▸ SOURCE EXTRACT:

Here’s what actually happened, phase by phase.
Phase 1: The polite prompt (and why it failed)
Generate a photorealistic 3D interior photograph from this floor plan. Camera at human eye level. Floor at bottom, ceiling at top.
The result - Top-down and birds eye views. Everything except what a person standing inside the room would actually see. What I learned: The model defaulted to top-down views because “floor plan → top-down” is a very strong mental shortcut.
Phase 2: Over-correcting with “DO NOT”
So I went into full angry mode: What you MUST NOT create: Top-down view; Bird’s-eye view; Isometric -Any view showing the entire floor layout from above.
It helped but it also introduced a strange side effect. The more “DON’Ts” I added, the more unstable the outputs felt. Lesson: Negative constraints help, but too many become noise. They also don’t tell the model what to do instead.
Phase 3: The shift to tell it what TO do, very precisely
Instead of saying “don’t make a top-down view”, I tried this: “Horizon line centered vertically at approximately 50% from the top. All vertical architectural lines remain perfectly parallel to image edges. Zero-Tilt: all vertical edges must be 90° to the horizon.” This worked noticeably better. What I learned: Positive, specific, measurable instructions beat negative.
Recommended by LinkedIn
Phase 4: The role change mattered more than expected
I changed my system instruction from: “Act as an Architectural Visualizer” to: “Act as a Professional Interior Photographer”. The outputs shifted toward eye-level perspectives almost immediately.
My theory is that the model’s training data associates “architect” with blueprints, plans, and top-down diagrams, while “photographer” is associated with eye-level shots, composition, and real-world perspectives. I’m not 100% sure this explanation is correct but the results were consistent enough that I kept it.
Phase 5: Language mattered more than I expected
Calling structural elements “immutable anchors” worked better than saying “don’t move the walls”. The model seemed to respond much better to domain-specific terminology — words that are strongly tied to concrete concepts in its training data. What I learned: Use the vocabulary of the domain you want the output to match. If you want architectural accuracy, use architectural terms. If you want photographic quality, use photography terms.
Phase 6: Multi-pass beats single-pass, always
Trying to do everything in one prompt never worked reliably.
So I split the process:
Pass 1: Generate a render - a plain white architectural model with correct geometry, shadows, and perspective. No textures. No furniture. No colors. Low temperature (0.2) for consistency.

(Dataset entries)
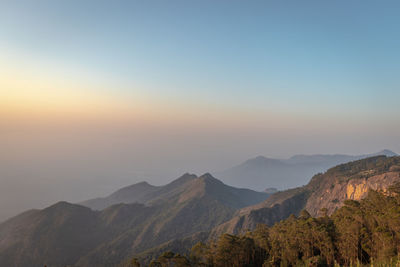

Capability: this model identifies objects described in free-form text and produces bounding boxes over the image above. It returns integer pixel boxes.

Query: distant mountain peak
[376,149,398,157]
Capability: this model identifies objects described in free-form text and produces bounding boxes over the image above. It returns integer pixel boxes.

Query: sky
[0,0,400,220]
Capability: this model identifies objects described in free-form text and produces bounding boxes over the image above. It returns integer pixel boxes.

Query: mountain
[211,156,400,237]
[0,174,269,266]
[79,173,268,213]
[215,149,397,191]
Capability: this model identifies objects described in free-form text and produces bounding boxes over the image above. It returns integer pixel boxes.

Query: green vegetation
[151,184,400,267]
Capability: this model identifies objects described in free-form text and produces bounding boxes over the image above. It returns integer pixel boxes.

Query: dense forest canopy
[137,184,400,267]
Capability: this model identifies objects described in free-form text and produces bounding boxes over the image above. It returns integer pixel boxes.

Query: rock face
[211,156,400,237]
[215,149,397,191]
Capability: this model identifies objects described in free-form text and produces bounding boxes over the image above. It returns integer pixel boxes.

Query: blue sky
[0,1,400,116]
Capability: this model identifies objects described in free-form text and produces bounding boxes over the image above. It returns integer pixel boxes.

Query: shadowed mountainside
[211,156,400,237]
[0,174,268,266]
[215,149,397,191]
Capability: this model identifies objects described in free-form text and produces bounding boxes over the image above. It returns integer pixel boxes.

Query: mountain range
[0,174,268,266]
[0,156,400,267]
[213,149,397,191]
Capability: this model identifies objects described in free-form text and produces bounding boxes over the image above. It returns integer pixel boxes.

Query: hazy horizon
[0,0,400,221]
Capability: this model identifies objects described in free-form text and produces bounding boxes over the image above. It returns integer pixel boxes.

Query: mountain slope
[215,150,397,191]
[211,156,400,237]
[0,174,268,266]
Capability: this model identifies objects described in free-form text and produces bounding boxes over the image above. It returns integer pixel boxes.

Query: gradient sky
[0,0,400,221]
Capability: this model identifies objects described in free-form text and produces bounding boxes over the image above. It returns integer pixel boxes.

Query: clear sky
[0,0,400,220]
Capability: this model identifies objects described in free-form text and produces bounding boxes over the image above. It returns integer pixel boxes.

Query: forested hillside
[145,184,400,267]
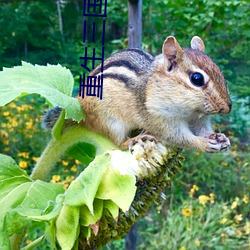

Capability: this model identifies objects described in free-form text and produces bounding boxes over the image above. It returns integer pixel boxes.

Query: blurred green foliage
[0,0,250,250]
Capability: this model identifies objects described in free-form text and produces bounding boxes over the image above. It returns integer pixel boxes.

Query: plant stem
[30,126,118,180]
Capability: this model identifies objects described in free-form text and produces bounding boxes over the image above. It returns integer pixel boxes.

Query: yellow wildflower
[209,193,214,204]
[51,175,61,183]
[32,156,39,162]
[232,150,238,155]
[17,152,29,159]
[75,160,81,165]
[62,160,69,166]
[26,120,33,129]
[63,182,69,189]
[66,176,75,182]
[234,214,243,224]
[189,185,199,198]
[70,165,77,172]
[236,229,242,237]
[220,233,227,238]
[194,239,201,247]
[181,207,192,217]
[9,102,16,108]
[0,130,9,138]
[244,221,250,234]
[221,161,228,167]
[231,197,239,209]
[19,161,28,169]
[198,195,210,206]
[11,119,18,127]
[243,194,249,204]
[220,217,227,224]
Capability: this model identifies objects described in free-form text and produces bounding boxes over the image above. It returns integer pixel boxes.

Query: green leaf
[66,142,96,165]
[21,235,44,250]
[103,200,119,219]
[20,180,64,213]
[96,167,136,212]
[64,154,110,214]
[52,109,65,140]
[0,176,31,201]
[56,205,80,250]
[0,62,84,122]
[0,154,31,181]
[80,199,103,226]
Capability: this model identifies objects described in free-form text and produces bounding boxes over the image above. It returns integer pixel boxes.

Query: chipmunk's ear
[191,36,205,52]
[162,36,184,62]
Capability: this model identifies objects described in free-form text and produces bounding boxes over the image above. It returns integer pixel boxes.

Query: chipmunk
[44,36,232,152]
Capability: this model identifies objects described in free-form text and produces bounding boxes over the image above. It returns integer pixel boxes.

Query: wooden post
[128,0,142,48]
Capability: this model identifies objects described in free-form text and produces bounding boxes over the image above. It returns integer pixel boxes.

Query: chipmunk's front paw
[207,133,230,153]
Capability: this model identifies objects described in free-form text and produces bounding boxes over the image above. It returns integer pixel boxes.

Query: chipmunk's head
[158,36,232,114]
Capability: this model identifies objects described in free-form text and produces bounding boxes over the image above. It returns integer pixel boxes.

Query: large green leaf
[96,167,136,212]
[66,142,96,165]
[56,205,80,250]
[0,62,84,121]
[0,155,64,249]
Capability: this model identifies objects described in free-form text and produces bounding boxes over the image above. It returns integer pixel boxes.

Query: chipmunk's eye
[190,72,205,87]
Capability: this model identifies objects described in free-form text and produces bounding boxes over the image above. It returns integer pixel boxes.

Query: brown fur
[79,37,231,152]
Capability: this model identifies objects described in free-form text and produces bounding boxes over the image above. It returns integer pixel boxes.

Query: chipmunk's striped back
[89,49,154,88]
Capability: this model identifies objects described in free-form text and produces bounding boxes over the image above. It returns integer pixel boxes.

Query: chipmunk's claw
[128,134,156,153]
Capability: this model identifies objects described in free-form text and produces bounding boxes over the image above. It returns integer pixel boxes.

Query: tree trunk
[56,0,63,36]
[128,0,142,48]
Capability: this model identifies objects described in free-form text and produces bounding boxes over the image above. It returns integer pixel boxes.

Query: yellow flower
[220,233,227,238]
[32,156,39,162]
[11,119,18,127]
[243,194,249,204]
[63,182,69,189]
[9,102,16,108]
[66,176,75,182]
[70,165,77,172]
[26,120,33,129]
[198,195,210,206]
[244,221,250,234]
[194,239,201,247]
[51,175,61,183]
[18,152,29,159]
[220,217,227,224]
[62,160,69,166]
[221,161,228,167]
[231,197,239,209]
[19,161,28,169]
[75,160,81,165]
[181,207,192,217]
[232,150,238,155]
[0,130,9,138]
[189,185,199,198]
[234,214,243,224]
[236,230,242,237]
[209,193,214,204]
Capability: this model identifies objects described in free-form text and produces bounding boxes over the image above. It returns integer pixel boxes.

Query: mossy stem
[30,125,118,180]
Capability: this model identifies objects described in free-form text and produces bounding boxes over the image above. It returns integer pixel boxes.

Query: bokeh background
[0,0,250,250]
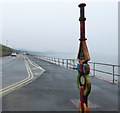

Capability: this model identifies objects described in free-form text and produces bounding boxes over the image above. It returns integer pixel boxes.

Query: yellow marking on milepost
[0,56,33,94]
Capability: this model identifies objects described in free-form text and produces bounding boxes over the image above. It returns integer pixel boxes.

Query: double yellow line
[0,58,33,94]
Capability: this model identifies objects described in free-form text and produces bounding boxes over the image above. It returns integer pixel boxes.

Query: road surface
[2,56,118,111]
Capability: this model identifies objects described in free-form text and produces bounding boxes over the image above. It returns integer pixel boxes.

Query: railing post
[113,65,115,83]
[66,59,68,68]
[62,59,64,66]
[93,63,95,76]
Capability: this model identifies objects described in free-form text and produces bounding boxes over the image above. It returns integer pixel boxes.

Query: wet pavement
[2,56,118,111]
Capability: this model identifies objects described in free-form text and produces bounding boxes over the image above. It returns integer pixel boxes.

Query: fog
[0,1,118,56]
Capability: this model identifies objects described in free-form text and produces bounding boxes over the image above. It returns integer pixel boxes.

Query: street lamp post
[77,3,91,113]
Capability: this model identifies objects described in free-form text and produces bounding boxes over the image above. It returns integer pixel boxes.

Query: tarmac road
[2,55,28,88]
[2,56,118,111]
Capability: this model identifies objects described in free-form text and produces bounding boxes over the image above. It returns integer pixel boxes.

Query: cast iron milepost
[77,3,91,113]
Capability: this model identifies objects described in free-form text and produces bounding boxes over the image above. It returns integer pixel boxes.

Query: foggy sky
[0,2,118,55]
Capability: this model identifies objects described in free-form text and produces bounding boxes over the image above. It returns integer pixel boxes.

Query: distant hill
[0,44,16,57]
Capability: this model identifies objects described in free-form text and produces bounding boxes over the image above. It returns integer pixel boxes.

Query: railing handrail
[32,56,120,83]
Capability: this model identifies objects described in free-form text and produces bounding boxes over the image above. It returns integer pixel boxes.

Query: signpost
[77,3,91,113]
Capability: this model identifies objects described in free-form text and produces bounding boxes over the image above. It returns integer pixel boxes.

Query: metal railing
[35,56,120,83]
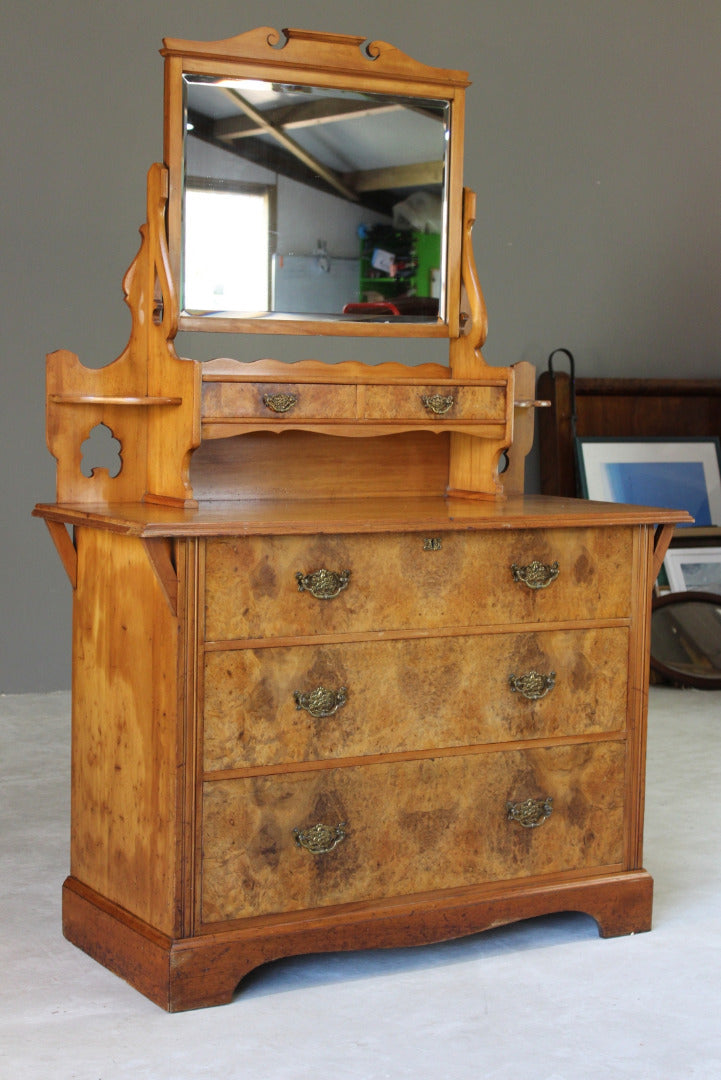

▸ WORK REQUEST: In the floor-plan rendering write-up above, what system instruction replaced "Act as an Architectural Visualizer"?

▸ SOLUTION TO THIS PROBLEM: "Act as a Professional Interior Photographer"